WHAT THE EXERCISE ASKS ::
Please reproduce the material below word for word, keeping every line and its order unchanged.

RECORDS FOR THE TASK ::
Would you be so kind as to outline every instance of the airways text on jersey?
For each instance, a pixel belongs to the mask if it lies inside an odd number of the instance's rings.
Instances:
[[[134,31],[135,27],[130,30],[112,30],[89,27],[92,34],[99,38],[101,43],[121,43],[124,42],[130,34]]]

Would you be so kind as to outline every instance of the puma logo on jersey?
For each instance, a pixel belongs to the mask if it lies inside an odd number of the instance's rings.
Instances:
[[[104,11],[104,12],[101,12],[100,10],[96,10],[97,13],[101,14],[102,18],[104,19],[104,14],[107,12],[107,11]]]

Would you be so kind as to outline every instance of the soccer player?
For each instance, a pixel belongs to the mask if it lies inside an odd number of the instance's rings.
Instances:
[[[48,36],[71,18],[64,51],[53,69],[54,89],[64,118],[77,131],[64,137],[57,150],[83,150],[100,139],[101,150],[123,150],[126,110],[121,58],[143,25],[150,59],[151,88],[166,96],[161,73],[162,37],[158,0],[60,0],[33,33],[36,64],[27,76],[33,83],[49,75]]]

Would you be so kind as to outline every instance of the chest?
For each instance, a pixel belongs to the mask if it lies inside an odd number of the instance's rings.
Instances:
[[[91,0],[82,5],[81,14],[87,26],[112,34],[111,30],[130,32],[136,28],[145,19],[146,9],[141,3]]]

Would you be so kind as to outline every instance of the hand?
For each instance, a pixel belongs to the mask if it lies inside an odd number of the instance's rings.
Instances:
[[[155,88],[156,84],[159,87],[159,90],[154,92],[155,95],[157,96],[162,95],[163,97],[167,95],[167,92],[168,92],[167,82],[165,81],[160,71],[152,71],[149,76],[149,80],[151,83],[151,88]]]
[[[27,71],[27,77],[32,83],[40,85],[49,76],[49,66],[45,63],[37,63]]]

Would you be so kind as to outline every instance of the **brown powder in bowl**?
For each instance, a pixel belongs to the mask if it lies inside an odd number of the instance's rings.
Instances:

REPLY ::
Would you be so kind as to outline every instance of the airways text on jersey?
For each instance, a pixel belongs to the mask if it lies inside an odd number of the instance's rings.
Instances:
[[[134,31],[135,27],[130,30],[112,30],[89,27],[92,34],[99,38],[101,43],[121,43],[124,42],[130,34]]]

Would you be so kind as to outline every instance of the puma logo on jersey?
For each instance, a pixel belongs to the mask if it lies inside an odd number of the instance's rings.
Instances:
[[[104,11],[104,12],[101,12],[100,10],[96,10],[97,13],[101,14],[102,18],[104,19],[104,14],[107,12],[107,11]]]

Would you be so kind as to outline every instance of the soccer player?
For each instance, a pixel belongs to the mask if it lies inside an odd number of the instance's rings.
Instances:
[[[48,36],[71,18],[64,51],[53,69],[54,89],[64,118],[77,131],[64,137],[57,150],[83,150],[100,139],[101,150],[123,150],[126,110],[121,58],[143,25],[150,59],[151,88],[166,96],[161,73],[162,37],[158,0],[60,0],[33,33],[36,64],[27,76],[33,83],[49,75]]]

Would you be so kind as to outline every instance of the chest?
For each instance, a pixel belongs to the mask if it lies inside an odd number of the instance's rings.
Instances:
[[[91,0],[82,5],[81,14],[87,26],[112,34],[111,30],[130,32],[136,28],[145,19],[146,9],[141,3]]]

Would you be so kind as to outline every instance of the hand?
For each instance, a pixel belongs to the mask if it lies inside an odd number of the instance's rings.
Instances:
[[[155,88],[156,84],[159,87],[159,90],[154,92],[155,95],[157,96],[162,95],[163,97],[167,95],[167,92],[168,92],[167,82],[165,81],[160,71],[152,71],[149,76],[149,80],[151,83],[151,88]]]
[[[27,71],[27,77],[32,83],[40,85],[49,76],[49,66],[45,63],[37,63]]]

Would you be so kind as to outline every instance of the **brown powder in bowl**?
For each instance, a pixel belongs to the mask if it lies inside an odd number of the instance's rings.
Instances:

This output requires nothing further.